+++ Data to use +++

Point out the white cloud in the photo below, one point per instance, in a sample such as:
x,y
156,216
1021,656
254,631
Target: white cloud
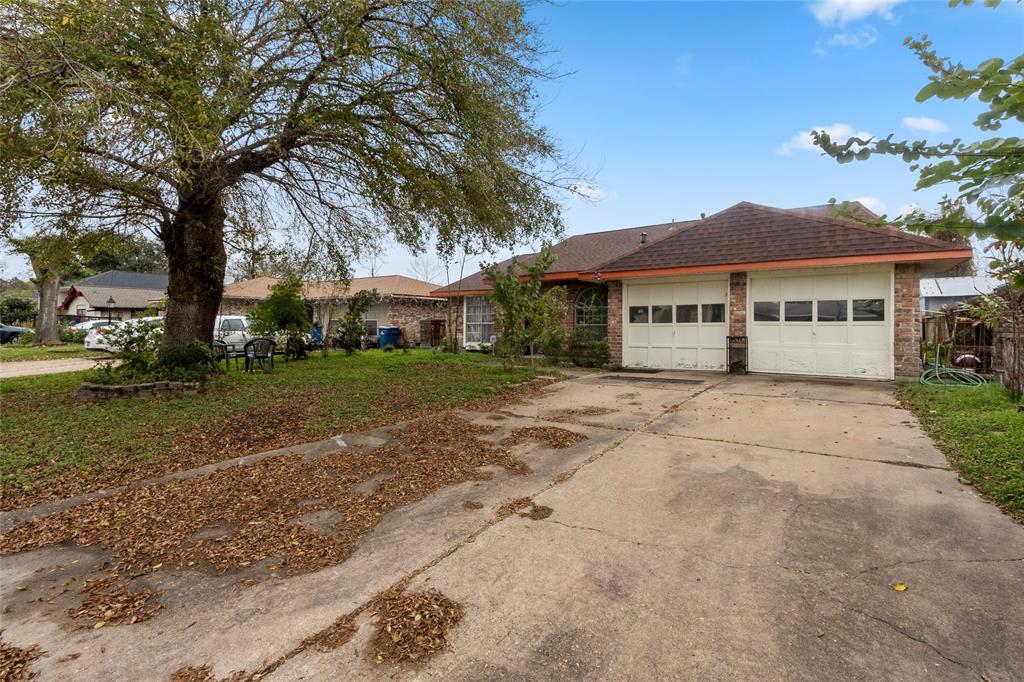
x,y
872,204
803,140
925,124
857,39
832,12
587,190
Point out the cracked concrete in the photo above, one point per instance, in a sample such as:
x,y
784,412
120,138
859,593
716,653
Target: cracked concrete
x,y
744,527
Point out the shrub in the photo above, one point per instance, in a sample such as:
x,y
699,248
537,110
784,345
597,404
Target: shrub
x,y
68,336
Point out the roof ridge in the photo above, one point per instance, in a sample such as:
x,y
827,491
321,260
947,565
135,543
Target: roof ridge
x,y
849,222
641,247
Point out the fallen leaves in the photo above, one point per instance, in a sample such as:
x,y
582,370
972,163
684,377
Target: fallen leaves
x,y
257,509
110,604
334,637
569,415
552,435
14,662
412,627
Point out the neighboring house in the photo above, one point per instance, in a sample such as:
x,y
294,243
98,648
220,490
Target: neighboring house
x,y
116,294
813,294
406,302
937,293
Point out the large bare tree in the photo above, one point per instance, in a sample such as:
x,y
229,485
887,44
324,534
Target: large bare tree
x,y
344,120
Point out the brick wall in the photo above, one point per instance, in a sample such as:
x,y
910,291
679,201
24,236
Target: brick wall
x,y
906,321
407,314
615,322
737,304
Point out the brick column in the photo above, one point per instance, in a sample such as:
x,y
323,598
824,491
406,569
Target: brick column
x,y
615,322
737,304
906,321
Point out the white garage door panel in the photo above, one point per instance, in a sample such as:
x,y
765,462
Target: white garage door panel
x,y
686,345
847,348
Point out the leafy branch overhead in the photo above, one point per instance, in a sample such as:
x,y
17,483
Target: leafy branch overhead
x,y
988,173
336,121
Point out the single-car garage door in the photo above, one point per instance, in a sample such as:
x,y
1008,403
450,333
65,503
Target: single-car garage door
x,y
679,325
836,324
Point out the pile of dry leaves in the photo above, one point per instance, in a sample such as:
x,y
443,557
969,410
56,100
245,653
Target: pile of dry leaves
x,y
535,511
260,506
552,435
411,627
570,415
108,603
14,662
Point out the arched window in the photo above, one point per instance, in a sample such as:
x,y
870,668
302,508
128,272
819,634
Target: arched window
x,y
591,312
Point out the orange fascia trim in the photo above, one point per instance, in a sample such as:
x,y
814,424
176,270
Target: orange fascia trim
x,y
457,294
786,264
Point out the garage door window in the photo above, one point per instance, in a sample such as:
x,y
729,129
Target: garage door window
x,y
832,310
686,314
639,314
766,311
713,312
798,311
660,314
868,309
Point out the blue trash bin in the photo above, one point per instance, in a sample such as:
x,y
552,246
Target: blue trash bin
x,y
388,336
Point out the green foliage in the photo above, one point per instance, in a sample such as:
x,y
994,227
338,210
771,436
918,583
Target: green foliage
x,y
131,253
988,173
345,121
980,431
67,336
284,310
524,313
352,327
17,310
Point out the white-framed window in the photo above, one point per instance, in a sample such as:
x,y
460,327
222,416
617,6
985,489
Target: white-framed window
x,y
479,320
590,312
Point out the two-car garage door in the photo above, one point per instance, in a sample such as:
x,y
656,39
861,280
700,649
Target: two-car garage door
x,y
836,324
828,323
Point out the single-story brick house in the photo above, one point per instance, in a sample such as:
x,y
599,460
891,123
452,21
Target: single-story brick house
x,y
115,294
406,302
812,293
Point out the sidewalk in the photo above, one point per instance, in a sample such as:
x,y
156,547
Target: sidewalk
x,y
34,368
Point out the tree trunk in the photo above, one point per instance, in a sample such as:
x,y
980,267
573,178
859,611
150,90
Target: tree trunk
x,y
48,286
195,246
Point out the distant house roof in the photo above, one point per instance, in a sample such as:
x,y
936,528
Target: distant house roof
x,y
749,233
580,253
124,298
126,280
957,287
390,285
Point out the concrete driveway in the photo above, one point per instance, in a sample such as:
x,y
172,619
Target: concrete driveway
x,y
711,527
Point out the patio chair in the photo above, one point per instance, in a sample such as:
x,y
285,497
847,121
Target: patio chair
x,y
259,351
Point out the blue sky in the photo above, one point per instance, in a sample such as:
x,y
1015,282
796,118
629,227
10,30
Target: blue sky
x,y
683,108
680,108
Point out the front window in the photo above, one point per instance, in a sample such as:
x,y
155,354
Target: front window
x,y
479,320
591,312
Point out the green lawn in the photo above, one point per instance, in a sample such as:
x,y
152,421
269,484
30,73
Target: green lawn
x,y
981,432
16,353
54,446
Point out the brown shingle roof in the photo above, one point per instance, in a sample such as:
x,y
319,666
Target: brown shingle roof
x,y
580,253
750,232
390,285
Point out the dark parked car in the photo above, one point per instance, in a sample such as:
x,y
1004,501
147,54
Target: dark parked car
x,y
8,333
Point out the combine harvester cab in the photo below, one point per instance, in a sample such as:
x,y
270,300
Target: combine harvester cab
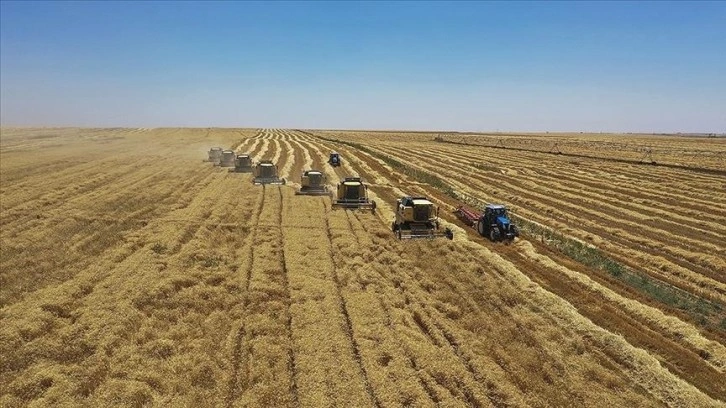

+++

(What this task involves) Copy every one of the entries above word for word, line by line. Leave the pictures out of your copy.

(Result below)
Point out the white cloud in the photo below, one point per instance, in a sample such as:
x,y
156,216
1021,656
254,631
Target: white cloud
x,y
872,204
803,140
925,124
857,39
832,12
587,190
Point out the cracked concrete in the photo above, one point per instance, in a sample such as:
x,y
784,412
120,138
859,593
716,653
Target: cracked concrete
x,y
744,527
Point out the shrub in the photo above, one point per instance, in a sample such as:
x,y
699,248
537,110
784,345
597,404
Target: shrub
x,y
68,336
Point out the roof ridge in the photo above, one point per instance, in a sample such as:
x,y
827,491
321,260
947,565
135,543
Target: roof ridge
x,y
849,222
641,247
Point out the fallen leaves in the photo above, one point per instance, in a sample such as:
x,y
582,370
972,163
684,377
Target: fallen leaves
x,y
257,509
110,604
334,637
569,415
552,435
14,662
412,627
Point out the neighboring house in the photo above, one point per instance, in a sample such as:
x,y
294,243
98,648
220,490
Target: neighboring house
x,y
116,294
813,294
406,302
937,293
Point out the large bare tree in the photo above, one point per instance, in a sample such as:
x,y
229,485
887,44
324,534
Target: large bare tree
x,y
344,120
Point out the brick wall in the photo above, one point per instance, in a sample such as:
x,y
910,291
679,201
24,236
Target: brick wall
x,y
906,321
407,314
615,322
737,304
Point out the brick column in the photo above, one point per instance, in a sample such as:
x,y
323,598
824,491
406,569
Target: brick column
x,y
615,322
737,304
906,321
Point out the white garage door panel in the photo above, one point per instance, in a sample such as:
x,y
765,462
Target: white garage door panel
x,y
686,345
847,348
Point out the leafy branch overhead in the photo above, one point per instance, in a sample such as:
x,y
17,483
Target: leafy branch overhead
x,y
988,173
336,121
Point out the single-car garage door in the photo above, one point per instance, in a sample such as:
x,y
1008,403
450,333
65,503
Target: single-car garage door
x,y
679,325
836,324
Point out the pile of dry leaves in the photo above, one point per instance, in a sample such as:
x,y
443,557
969,410
56,100
245,653
Target: pile of dry leaves
x,y
535,511
260,506
552,435
411,627
570,415
108,603
14,662
Point out the arched window in the photo above, one point per instance, in a sample such as:
x,y
870,668
302,508
128,272
819,634
Target: arched window
x,y
591,312
Point out the orange fascia trim in the photo above, one point per instance, in a sample such as:
x,y
814,424
176,270
Target: orange fascia trim
x,y
457,294
786,264
Point out the garage door window in the photo above, one point per instance, in a sample such as:
x,y
729,129
Target: garage door window
x,y
832,310
686,314
639,314
766,311
713,312
798,311
660,314
868,309
Point out the blue trash bin in the photo above, one point per instance, in a sample such as:
x,y
552,246
Target: blue trash bin
x,y
388,336
Point out the green foliage in the photo above, one point per instance, in a sample such as:
x,y
994,227
338,210
771,436
918,583
Target: green foliage
x,y
131,253
988,173
345,121
980,431
67,336
284,310
524,313
352,327
17,310
Point out the white-framed window in the photo above, one point per instance, in a sample such as:
x,y
460,327
222,416
617,6
985,489
Target: white-framed window
x,y
479,320
590,312
Point out the two-car garage door in the photo above, one point per instance, in a sample such as:
x,y
656,39
861,280
700,649
Target: two-car garage door
x,y
836,324
828,323
Point out the single-story brick house in the photo above, one point per instance, in a sample such as:
x,y
599,460
891,123
452,21
Target: single-story brick house
x,y
115,294
406,302
812,293
Point out the sidewalk in the photo above, one point per instance, in a sample such as:
x,y
156,547
Target: sidewalk
x,y
34,368
Point out the tree trunk in the photo above, one point per instance, in a sample such as:
x,y
980,267
573,178
859,611
150,90
Target: tree trunk
x,y
48,286
195,246
Point out the distant house roof in the photo above, one point per instance, in a sample such as:
x,y
936,528
Target: distant house roof
x,y
749,233
580,253
124,298
126,280
957,287
390,285
Point out the concrete driveway in the photo above, one point per instance, in a sample such as:
x,y
172,619
Target: concrete driveway
x,y
711,527
Point out the patio chair in the photo above, one point per instance, in a sample such as:
x,y
285,497
847,121
Target: patio chair
x,y
259,351
Point out the blue sky in the photo above, one point per instance, in a sample such as:
x,y
1015,282
796,118
629,227
10,30
Target: blue sky
x,y
683,108
680,108
Point out the front window in the photo above, one point per instance, in a sample such as:
x,y
155,354
Target: front window
x,y
479,320
591,312
Point out the green lawn in the photo above, one point per instance, in a sample such as:
x,y
152,421
269,484
30,73
Target: green lawn
x,y
981,432
16,353
54,446
Point out the brown shingle roof in the photo above, one point per instance, in a sample such as:
x,y
319,666
Target: brown shingle roof
x,y
580,253
750,232
390,285
Point out the dark parked car in the photo above, one point per instance, in a sample such as:
x,y
1004,501
147,54
Target: dark parked car
x,y
8,333
Point out the combine harvester cab in the photo below, one point per instance, in a sample such as:
x,y
270,300
Target: combine harvester cab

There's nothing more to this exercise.